What is needed =>
Each entry should be written out again exactly, so that nothing is lost.

Records from a collection =>
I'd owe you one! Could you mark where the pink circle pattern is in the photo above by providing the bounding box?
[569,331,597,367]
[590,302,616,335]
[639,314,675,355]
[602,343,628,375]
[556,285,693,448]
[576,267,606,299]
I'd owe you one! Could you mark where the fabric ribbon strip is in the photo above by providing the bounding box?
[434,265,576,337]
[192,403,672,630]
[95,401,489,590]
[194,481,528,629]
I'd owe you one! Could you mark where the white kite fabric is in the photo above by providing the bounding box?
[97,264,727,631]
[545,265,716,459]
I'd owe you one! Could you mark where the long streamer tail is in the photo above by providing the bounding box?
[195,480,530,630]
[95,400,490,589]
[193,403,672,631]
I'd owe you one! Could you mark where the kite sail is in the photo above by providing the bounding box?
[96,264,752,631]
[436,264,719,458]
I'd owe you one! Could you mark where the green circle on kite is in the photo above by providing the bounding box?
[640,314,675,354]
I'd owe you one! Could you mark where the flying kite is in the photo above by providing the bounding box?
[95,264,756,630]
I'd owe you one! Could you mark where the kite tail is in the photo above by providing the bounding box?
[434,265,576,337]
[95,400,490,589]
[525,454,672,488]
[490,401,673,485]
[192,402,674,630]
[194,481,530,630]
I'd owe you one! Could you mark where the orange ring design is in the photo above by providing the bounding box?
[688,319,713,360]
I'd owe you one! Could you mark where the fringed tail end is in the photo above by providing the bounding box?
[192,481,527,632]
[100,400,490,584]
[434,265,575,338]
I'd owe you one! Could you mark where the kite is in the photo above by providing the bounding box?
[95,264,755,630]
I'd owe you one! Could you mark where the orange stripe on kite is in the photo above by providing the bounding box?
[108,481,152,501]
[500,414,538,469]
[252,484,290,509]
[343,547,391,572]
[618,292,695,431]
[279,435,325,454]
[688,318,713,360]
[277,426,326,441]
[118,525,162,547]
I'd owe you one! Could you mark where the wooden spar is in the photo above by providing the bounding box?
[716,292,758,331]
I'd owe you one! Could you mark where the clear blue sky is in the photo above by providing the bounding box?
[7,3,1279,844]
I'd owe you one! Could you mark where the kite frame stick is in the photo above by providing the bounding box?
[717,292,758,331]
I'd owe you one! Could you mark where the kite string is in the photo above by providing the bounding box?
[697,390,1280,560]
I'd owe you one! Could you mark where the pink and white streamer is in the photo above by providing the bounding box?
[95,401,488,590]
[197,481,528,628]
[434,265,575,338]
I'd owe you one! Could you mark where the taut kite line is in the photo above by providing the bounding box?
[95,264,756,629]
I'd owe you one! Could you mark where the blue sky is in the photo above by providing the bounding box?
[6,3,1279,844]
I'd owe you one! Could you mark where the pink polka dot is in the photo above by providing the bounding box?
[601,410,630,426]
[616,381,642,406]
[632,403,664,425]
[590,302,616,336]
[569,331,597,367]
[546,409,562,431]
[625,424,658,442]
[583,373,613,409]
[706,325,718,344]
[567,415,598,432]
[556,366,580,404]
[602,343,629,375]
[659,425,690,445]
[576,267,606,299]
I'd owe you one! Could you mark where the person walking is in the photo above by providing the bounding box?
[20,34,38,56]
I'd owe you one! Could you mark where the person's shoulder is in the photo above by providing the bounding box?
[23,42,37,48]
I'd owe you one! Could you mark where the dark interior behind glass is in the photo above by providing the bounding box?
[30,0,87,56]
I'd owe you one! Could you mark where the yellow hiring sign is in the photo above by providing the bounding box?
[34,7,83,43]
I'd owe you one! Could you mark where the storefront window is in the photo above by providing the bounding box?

Written answer =>
I'd owe you one! Could you mark where the pink circle pattern is in the photo above by providing the bounding box?
[569,331,597,367]
[590,302,616,335]
[639,314,675,355]
[602,343,628,375]
[556,285,693,448]
[576,267,606,299]
I'd owe you one! Could you mark where the fabric ribbon strip is in the photo above by providing the bounding box?
[434,265,576,337]
[192,403,672,630]
[95,401,489,590]
[194,481,528,629]
I'd owe you one! Could you mark where the white kite fabric is in the photo above by providing the bounding box?
[97,264,727,631]
[545,265,716,459]
I'd owe you one! Could you mark where the long streamer tail is in the photo above by providing the bounding box?
[195,480,530,630]
[95,400,490,589]
[193,403,672,631]
I'd owe you one! Could you mark where the kite sail is in the photo above by providing the bounding box?
[96,264,752,631]
[436,264,719,458]
I'd owe you one! Could you mark where the green circle on kite is in the photo above by providing the bounding box?
[640,314,675,354]
I'd owe you one! Could you mark where the flying kite is in the photo above by providing the bounding box?
[95,264,756,630]
I'd owe you one! Could you mark where the kite tail is in the photo above by providing the bounding box?
[434,265,576,337]
[95,400,490,589]
[525,454,672,488]
[490,401,673,485]
[192,402,674,630]
[194,481,530,630]
I'd owe you one! Could you mark where the orange ring design is in the photo above by providing the bounding box?
[688,319,713,360]
I'd owe you one! Could you mark where the fringed tail end is in the photo above by providing the bounding box?
[192,481,527,632]
[100,400,490,584]
[434,265,575,338]
I'd owe you one! Could you mark where the kite is in the photo above by providing the bounding box?
[95,264,755,630]
I'd owe you one! Could you mark where the orange stripe on kite is in the photo above by providing the bounding box?
[108,481,152,501]
[500,414,538,469]
[252,484,290,509]
[343,547,391,572]
[618,292,695,431]
[279,435,325,454]
[688,318,713,360]
[277,426,326,441]
[118,525,162,547]
I'd owe you one! Could you mark where the wooden spar is in the photo above by providing the bounding box?
[716,292,758,331]
I'd owe you one! Could you mark where the clear blue sky is in the photo above by providing the bounding box?
[7,3,1279,844]
I'd owe you one! Could you mark where the kite frame stick is in the photo above by providing the bounding box?
[717,292,758,331]
I'd owe you one! Could you mark where the kite string is in the photo above by providing the bounding box?
[697,390,1280,560]
I'd owe you one! Could you mark where the pink and white streamer is in the photo above by providing the bounding box?
[95,401,488,590]
[197,481,528,628]
[434,265,575,338]
I'd owe you one! Could you mark where the taut kite line is in the photo above by providing the bounding box?
[95,264,756,629]
I'd owe you one! Could you mark where the blue sky is in the photo above by providing the bounding box?
[6,3,1279,844]
I'd owe you one! Could you mark where the pink polka dot is in the photo above by providing the bounding box?
[601,410,630,426]
[616,381,642,406]
[632,403,664,425]
[590,302,616,336]
[569,331,597,367]
[546,409,562,431]
[625,424,658,442]
[583,373,613,409]
[706,325,718,344]
[567,415,598,432]
[556,366,580,404]
[602,343,629,375]
[659,425,690,445]
[576,267,606,299]
I'd owe you one! Could you mark where the person walking is in the photo above by providing the bounding box?
[20,34,38,56]
I'd owe you one! Could you mark where the person's shoulder is in the photo above by providing the bounding box?
[23,42,37,48]
I'd owe you one! Could you mark where the dark interior behind glass is in the photo above by providing the bounding box?
[30,0,87,56]
I'd owe you one! Could you mark where the yellow hiring sign is in the photo above by providing the bounding box?
[34,7,83,43]
I'd owe you one! Could you mark where the storefront window is in the photo above by providing the bounding box?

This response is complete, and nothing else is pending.